Tâches à faire:
[A] Répondez à ces questions d'après la critique du film Le Traître :
(i) En quelle année est sorti Les Poings dans les poches ?
(ii) Quel acteur joue le personnage principal ?
(iii) De qui Tommaso Buscetta est-il l'ennemi juré ?
[B] Reproduisez sans aucun changement tout le passage de la critique du film Le Traître, depuis « Le mardi 29 » jusqu'à « tomber dans l'esbroufe. ».

Texte de la page:
Le mardi 29 octobre 2019, par Laurent Sapir
Oublier Palerme ? Francesco Rosi aurait été très fier de ce fulgurant portrait d'un célèbre repenti de la Cosa Nostra. Marco Bellocchio est bien le dernier géant du cinéma italien.

La "rageuse sérénité" de Marco Bellocchio, selon la formule si juste du critique Jacques Mandelbaum, trouve dans Le Traître une assomption époustouflante. Son premier coup d'éclat, Les Poings dans les poches, en 1965, témoignait déjà de cette radicalité en sourdine, pas forcément avare d'expressionnisme mais sans jamais tomber dans l'esbroufe.

Dernière cible en date du maestro italien, la mafia sicilienne, celle qui trucide salement, baigne dans l'héroïne et traficote avec les politiques façon Andreotti. Rien à voir avec Le Parrain et autres requiems à la Scorsese. En brossant la trajectoire du repenti Tommaso Buscetta, ennemi juré de Toto Riina, Bellocchio ne cède à aucune fascination, surtout pas envers son personnage principal malgré l'interprétation incroyablement charnue de Pierfrancesco Favino.

Pourquoi trahit-il ? La mise en scène laisse savamment l'interrogation en l'état, dépeignant tour à tour Buscetta comme un nostalgique de l'ancien temps, un opportuniste brutal ou alors un fugitif de l'existence soudainement insensible aux codes qui ont paramétré sa vie. Le "comment trahit-il ?" est davantage exploré. Ça ne se joue pas sur un coup de dés. Ou alors il prendrait la forme d'un paquet de cigarettes déjà ouvert traînant sur le bureau du si intuitif juge Falcone. Trop intuitif pour ses assassins.

Enregistrements:
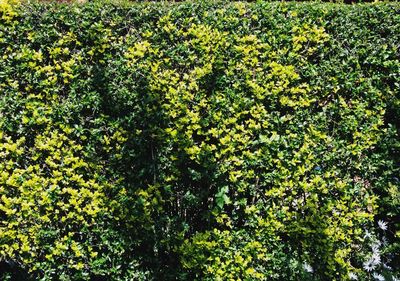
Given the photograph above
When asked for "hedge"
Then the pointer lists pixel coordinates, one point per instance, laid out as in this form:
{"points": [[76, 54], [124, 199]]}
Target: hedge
{"points": [[199, 141]]}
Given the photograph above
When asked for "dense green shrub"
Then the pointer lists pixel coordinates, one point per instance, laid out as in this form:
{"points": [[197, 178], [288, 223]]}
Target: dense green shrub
{"points": [[199, 141]]}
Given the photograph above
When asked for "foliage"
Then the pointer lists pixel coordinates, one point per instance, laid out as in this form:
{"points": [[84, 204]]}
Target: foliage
{"points": [[200, 141]]}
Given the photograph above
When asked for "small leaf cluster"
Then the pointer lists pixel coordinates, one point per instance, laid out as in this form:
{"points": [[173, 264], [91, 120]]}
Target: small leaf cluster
{"points": [[199, 141]]}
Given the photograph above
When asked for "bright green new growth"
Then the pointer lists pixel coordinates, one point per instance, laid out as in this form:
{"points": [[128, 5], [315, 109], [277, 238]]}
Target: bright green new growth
{"points": [[199, 141]]}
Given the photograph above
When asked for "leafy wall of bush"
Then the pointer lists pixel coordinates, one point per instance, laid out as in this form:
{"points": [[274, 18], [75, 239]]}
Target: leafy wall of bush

Réponses par tâche:
[A]
(i) En 1965.
(ii) Pierfrancesco Favino.
(iii) De Toto Riina.

[B]
Le mardi 29 octobre 2019, par Laurent Sapir
Oublier Palerme ? Francesco Rosi aurait été très fier de ce fulgurant portrait d'un célèbre repenti de la Cosa Nostra. Marco Bellocchio est bien le dernier géant du cinéma italien.

La "rageuse sérénité" de Marco Bellocchio, selon la formule si juste du critique Jacques Mandelbaum, trouve dans Le Traître une assomption époustouflante. Son premier coup d'éclat, Les Poings dans les poches, en 1965, témoignait déjà de cette radicalité en sourdine, pas forcément avare d'expressionnisme mais sans jamais tomber dans l'esbroufe.